Heathrow has decided to reduce its revenue forecast for 2022 following the Civil Aviation Authority’s (CAA) decision to set the airport’s interim airfare at £30.19.
In an investor report update published this morning, the hub explained 2022 revenue forecasts would now station at £2.2bn, down by £307m from the initially expected £2.5bn. Heathrow’s adjusted EBITDA also decreased by £307m, from £1.4bn to £1.2bn.
“Based on the CAA’s interim 2022 price there is a risk to covenants and credit metrics in 2022 if cashflows from passengers are more than 15 per cent below forecast,” the report read. “We have identified material and basic errors in the CAA’s analysis, which, if corrected, would lead to a higher charge in the final decision and protect financeability.
“The CAA has a duty to ensure Heathrow is financeable and this will be one of the key issues for the H7 regulatory settlement.”
The CAA on 16 December upset both airlines and Heathrow when it confirmed the £30.19 interim price cap the airport can charge per passenger.
Up by 50 per cent on the former £19.60 fare, the charge was set at £29.50 in 2020 prices but went up to £30.19 because of the spike in inflation rates, City A.M. reported.

== EXTRACTED DATA ==
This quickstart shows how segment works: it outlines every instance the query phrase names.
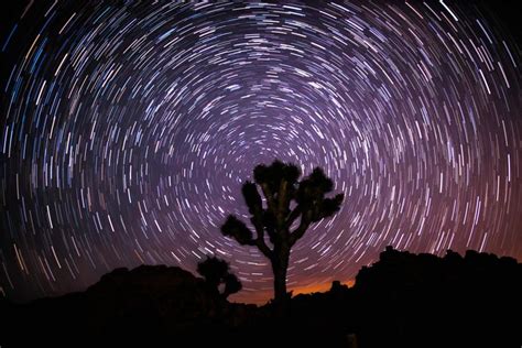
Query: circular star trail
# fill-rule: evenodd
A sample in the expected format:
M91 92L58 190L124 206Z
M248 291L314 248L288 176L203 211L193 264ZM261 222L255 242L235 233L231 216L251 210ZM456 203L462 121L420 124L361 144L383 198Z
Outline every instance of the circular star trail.
M292 250L291 289L384 246L522 255L520 51L444 2L31 1L2 32L0 286L84 289L117 267L231 262L267 300L241 184L320 166L341 210Z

== PROBLEMS TO SOLVE ==
a: According to the article on Heathrow's forecast, why did the per-passenger charge end up at £30.19 rather than £29.50?
b: Please say whether each statement agrees with the article on Heathrow's forecast, giving yes or no and quoting the deciding words. (i) Heathrow now expects 2022 revenue of £2.2bn. (ii) The airlines welcomed the CAA's confirmation of the interim price cap on 16 December. (iii) The new charge is half the former fare.

== LIST OF ANSWERS ==
a: The charge was set at £29.50 in 2020 prices. It rose to £30.19 because of the spike in inflation rates.

b:
(i) Yes: "2022 revenue forecasts would now station at £2.2bn"
(ii) No: "The CAA on 16 December upset both airlines and Heathrow"
(iii) No: "Up by 50 per cent on the former £19.60 fare"